§ **Testo dell'esercizio**
___

Difficilmente potremo percepire la vera dimensione della vulnerabilità delle persone in un contesto sociale carente di ogni cosa.
La drammatica storia di vita di Claudia è la storia della vulnerabilità di molte Claudie sparse nella nostra America Latina (e nel mondo). È la storia della stigmatizzazione dei settori sociali più colpiti dal disagio economico, lavorativo ed educativo, dove la questione di genere ed i pregiudizi fomentano discriminazioni ed intolleranze. E fomentano il rafforzamento del crimine organizzato che approfitta di manodopera costretta dalla disperazione. Quella disperazione di chi è svantaggiato e che non dovrebbe lasciarci indifferenti, perché anche noi siamo responsabili di quelle differenze sociali (e delle loro conseguenze, come nella storia di Claudia).

___

§ **Dati disponibili**
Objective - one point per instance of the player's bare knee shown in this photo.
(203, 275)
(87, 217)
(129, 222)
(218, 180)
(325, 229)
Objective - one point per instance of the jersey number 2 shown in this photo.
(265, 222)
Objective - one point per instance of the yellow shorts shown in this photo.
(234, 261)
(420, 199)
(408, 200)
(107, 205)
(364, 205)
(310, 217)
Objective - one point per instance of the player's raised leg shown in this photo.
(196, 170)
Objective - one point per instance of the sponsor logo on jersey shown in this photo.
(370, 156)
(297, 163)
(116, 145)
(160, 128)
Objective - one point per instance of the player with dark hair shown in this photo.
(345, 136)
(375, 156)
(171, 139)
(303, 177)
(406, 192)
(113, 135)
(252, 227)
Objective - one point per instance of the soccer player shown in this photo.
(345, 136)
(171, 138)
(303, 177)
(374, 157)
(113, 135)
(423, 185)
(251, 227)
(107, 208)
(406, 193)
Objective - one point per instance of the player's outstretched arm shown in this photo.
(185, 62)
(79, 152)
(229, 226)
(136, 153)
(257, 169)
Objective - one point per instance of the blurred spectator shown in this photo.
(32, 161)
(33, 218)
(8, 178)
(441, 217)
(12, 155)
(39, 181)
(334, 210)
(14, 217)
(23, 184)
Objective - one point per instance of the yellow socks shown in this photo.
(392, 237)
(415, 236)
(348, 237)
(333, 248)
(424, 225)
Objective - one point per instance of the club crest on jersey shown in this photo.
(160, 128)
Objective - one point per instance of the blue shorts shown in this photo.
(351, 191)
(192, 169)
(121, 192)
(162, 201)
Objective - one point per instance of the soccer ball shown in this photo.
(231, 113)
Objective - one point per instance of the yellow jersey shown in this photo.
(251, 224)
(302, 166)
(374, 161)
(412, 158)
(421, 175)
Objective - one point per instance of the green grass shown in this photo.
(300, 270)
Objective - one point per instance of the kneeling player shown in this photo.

___

§ **Domande di studio**
(a) Secondo il testo dell'esercizio, per quale motivo la disperazione di chi è svantaggiato non dovrebbe lasciarci indifferenti? Rispondi in una o due frasi.
(b) Estrai dal testo dell'esercizio il passo compreso tra "Difficilmente potremo percepire" e "storia di Claudia).", estremi inclusi.

§ **Risposte per numero**
(a) Non dovrebbe lasciarci indifferenti perché anche noi siamo responsabili delle differenze sociali e delle loro conseguenze. Ne è un esempio la storia di Claudia.

(b)
Difficilmente potremo percepire la vera dimensione della vulnerabilità delle persone in un contesto sociale carente di ogni cosa.
La drammatica storia di vita di Claudia è la storia della vulnerabilità di molte Claudie sparse nella nostra America Latina (e nel mondo). È la storia della stigmatizzazione dei settori sociali più colpiti dal disagio economico, lavorativo ed educativo, dove la questione di genere ed i pregiudizi fomentano discriminazioni ed intolleranze. E fomentano il rafforzamento del crimine organizzato che approfitta di manodopera costretta dalla disperazione. Quella disperazione di chi è svantaggiato e che non dovrebbe lasciarci indifferenti, perché anche noi siamo responsabili di quelle differenze sociali (e delle loro conseguenze, come nella storia di Claudia).